После «Терроризма и текста» я снова сошелся со своей университетской компанией. Мы продолжали квасить, при этом еще регулярно получали где-то пиздюлей, потому что хулиганили; у нас был слоган «Панки мы или где?!» Один парень допился до того, что не мог говорить. Это было исполнение его мечты: он был интеллектуал и как-то додумался до того, что люди должны общаться невербально — и тут его мечта исполнилась, он напился до потери речи. К этому располагала и атмосфера в главном здании МГУ — мы шутили, что в каждой стене замуровано по трупу, уголовники же строили, которые и друг друга мочили, и ментов. Мы допивались до того, что бились головой об стену, потом других били, но чтобы просто те в себя пришли. Юность — она во всем прекрасна, даже не знаю, где мне вернуть юность.
Между пьянками мы стали заниматься бизнесом. Из поэта, сидящего в подъезде, я превратился в юного бизнесмена. Тогда это стало своего рода новой волной, в этом была даже некая одухотворенность: вчера был социализм, а вот мы уже играем в бизнесменов, хотя это было всего лишь посредничество при продаже компьютеров. Уже не фарцовка, а безналичные расчеты, обналичивание денег — все это было для начала очень романтично. Бизнес тогда был не запретным плодом, а плодом, прилетевшим из другой галактики, как и вся перестройка казалась чем-то инопланетным. Все было диковиной — и демократия, и заседания Верховного Совета, которые вся молодежь смотрела. Это как первый раз слушать блатные песни — поначалу будешь это делать взахлеб. Я их тоже слушал, сейчас я радио «Шансон», конечно, не включу, но включу «Милицейскую волну»: я ее слушаю, потому что хозяева этой радиостанции — полковники, они передают дух порядка, который пытаются осуществлять. Когда в автозаке проедешься, будешь выходить, а у тебя глаз; будут лопаться, тогда поймешь, зачем нужно слушать «Милицейскую волну».
---+---
=== Задание 1 ===
Перепишите участок перечня от строки с «Target: refrigerator door handle» до конца перечня. Замените в нем «instance» на «occurrence» и больше ничего не меняйте.

=== Сохраненные данные ===
---+---
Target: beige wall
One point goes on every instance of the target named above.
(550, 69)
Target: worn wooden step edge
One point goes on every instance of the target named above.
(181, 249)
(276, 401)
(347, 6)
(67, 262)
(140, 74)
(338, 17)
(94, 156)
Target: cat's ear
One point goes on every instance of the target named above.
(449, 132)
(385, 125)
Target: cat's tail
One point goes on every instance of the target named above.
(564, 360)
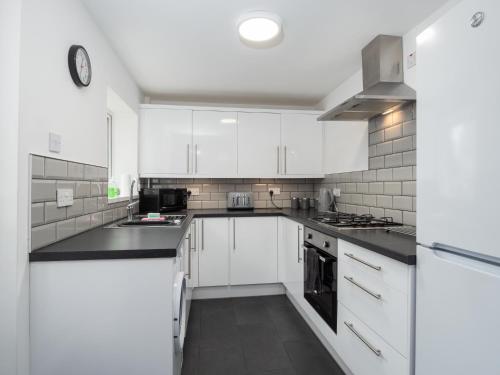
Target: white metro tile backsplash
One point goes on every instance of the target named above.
(90, 207)
(388, 188)
(213, 192)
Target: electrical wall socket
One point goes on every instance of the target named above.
(64, 197)
(54, 142)
(276, 191)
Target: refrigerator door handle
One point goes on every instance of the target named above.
(439, 247)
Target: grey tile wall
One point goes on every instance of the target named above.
(90, 207)
(388, 188)
(213, 192)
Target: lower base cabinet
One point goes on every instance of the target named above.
(365, 352)
(254, 250)
(291, 255)
(234, 251)
(213, 252)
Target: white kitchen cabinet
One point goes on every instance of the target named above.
(165, 142)
(215, 144)
(302, 144)
(191, 256)
(293, 238)
(365, 352)
(213, 252)
(259, 144)
(254, 250)
(345, 146)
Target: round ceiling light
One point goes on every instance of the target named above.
(260, 29)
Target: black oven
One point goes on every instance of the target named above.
(320, 274)
(162, 200)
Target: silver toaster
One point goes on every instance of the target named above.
(240, 201)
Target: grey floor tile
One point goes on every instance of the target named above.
(309, 358)
(252, 336)
(221, 360)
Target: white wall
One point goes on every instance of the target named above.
(10, 27)
(49, 101)
(124, 148)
---+---
=== Задание 2 ===
Ответьте по отрывку:
(а) Какой слоган был у университетской компании?
(б) Посредничеством при продаже чего занимались в бизнесе?
(в) Какую радиостанцию рассказчик слушает сейчас?

=== Ответ 1 ===
Target: refrigerator door handle
One point goes on every occurrence of the target named above.
(439, 247)
Target: grey tile wall
One point goes on every occurrence of the target named above.
(90, 207)
(388, 188)
(213, 192)
Target: lower base cabinet
One point goes on every occurrence of the target named above.
(365, 352)
(254, 250)
(291, 255)
(234, 251)
(213, 252)
Target: white kitchen cabinet
One point goes on every occurrence of the target named above.
(165, 142)
(215, 144)
(302, 144)
(191, 256)
(293, 238)
(365, 352)
(213, 252)
(259, 144)
(254, 250)
(345, 146)
Target: round ceiling light
One point goes on every occurrence of the target named above.
(260, 29)
Target: black oven
One point goes on every occurrence of the target named above.
(320, 274)
(162, 200)
Target: silver toaster
One point goes on every occurrence of the target named above.
(240, 201)
Target: grey floor tile
One point goes on every occurrence of the target named above.
(309, 358)
(252, 336)
(221, 360)
Target: white wall
One point goes on every occurrence of the target named above.
(10, 27)
(49, 101)
(124, 148)

=== Ответ 2 ===
(а) «Панки мы или где?!»
(б) Компьютеров.
(в) «Милицейскую волну».